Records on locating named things
.....

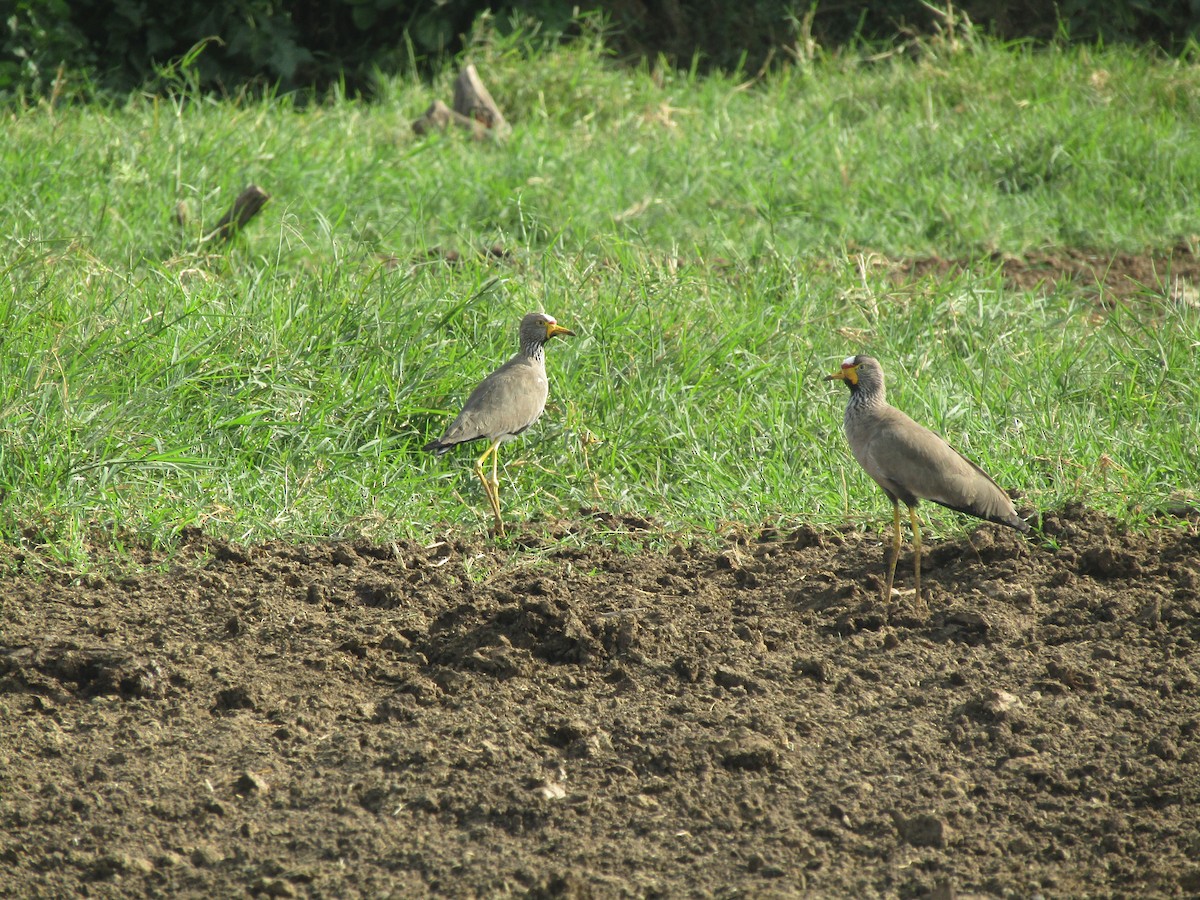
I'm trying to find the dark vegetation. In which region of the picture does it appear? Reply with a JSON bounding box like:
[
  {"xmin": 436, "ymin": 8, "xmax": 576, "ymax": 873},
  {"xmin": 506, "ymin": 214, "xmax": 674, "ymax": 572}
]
[{"xmin": 0, "ymin": 0, "xmax": 1200, "ymax": 97}]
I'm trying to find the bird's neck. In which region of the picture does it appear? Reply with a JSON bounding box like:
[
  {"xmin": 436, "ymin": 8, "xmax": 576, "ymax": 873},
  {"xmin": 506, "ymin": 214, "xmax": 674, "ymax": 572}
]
[{"xmin": 850, "ymin": 384, "xmax": 887, "ymax": 409}]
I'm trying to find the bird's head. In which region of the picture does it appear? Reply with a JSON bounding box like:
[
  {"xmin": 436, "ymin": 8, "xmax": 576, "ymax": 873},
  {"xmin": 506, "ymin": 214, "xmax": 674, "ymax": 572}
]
[
  {"xmin": 826, "ymin": 354, "xmax": 883, "ymax": 400},
  {"xmin": 521, "ymin": 312, "xmax": 575, "ymax": 344},
  {"xmin": 824, "ymin": 356, "xmax": 868, "ymax": 390}
]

.....

Task:
Reproduce every one of the records above line for line, with no changes, and omit the pictures from your reply.

The solution:
I'm trying to find the dark vegetation. In which region of the picture does it appear? Reply with a JSON bounding box like:
[
  {"xmin": 436, "ymin": 8, "xmax": 576, "ymax": 873},
  {"xmin": 506, "ymin": 214, "xmax": 674, "ymax": 572}
]
[{"xmin": 0, "ymin": 0, "xmax": 1200, "ymax": 97}]
I'm trying to find the bird's neck. In which region of the picture does it appear? Reply with a JSON bounding box like:
[
  {"xmin": 436, "ymin": 8, "xmax": 576, "ymax": 873},
  {"xmin": 506, "ymin": 214, "xmax": 674, "ymax": 572}
]
[{"xmin": 850, "ymin": 384, "xmax": 887, "ymax": 409}]
I'm trying to find the bird's head. In which region of the picture does it appear? Reply with a JSON bounding box like:
[
  {"xmin": 436, "ymin": 8, "xmax": 576, "ymax": 873},
  {"xmin": 506, "ymin": 214, "xmax": 674, "ymax": 572}
]
[
  {"xmin": 826, "ymin": 354, "xmax": 883, "ymax": 400},
  {"xmin": 521, "ymin": 312, "xmax": 575, "ymax": 344},
  {"xmin": 824, "ymin": 356, "xmax": 868, "ymax": 390}
]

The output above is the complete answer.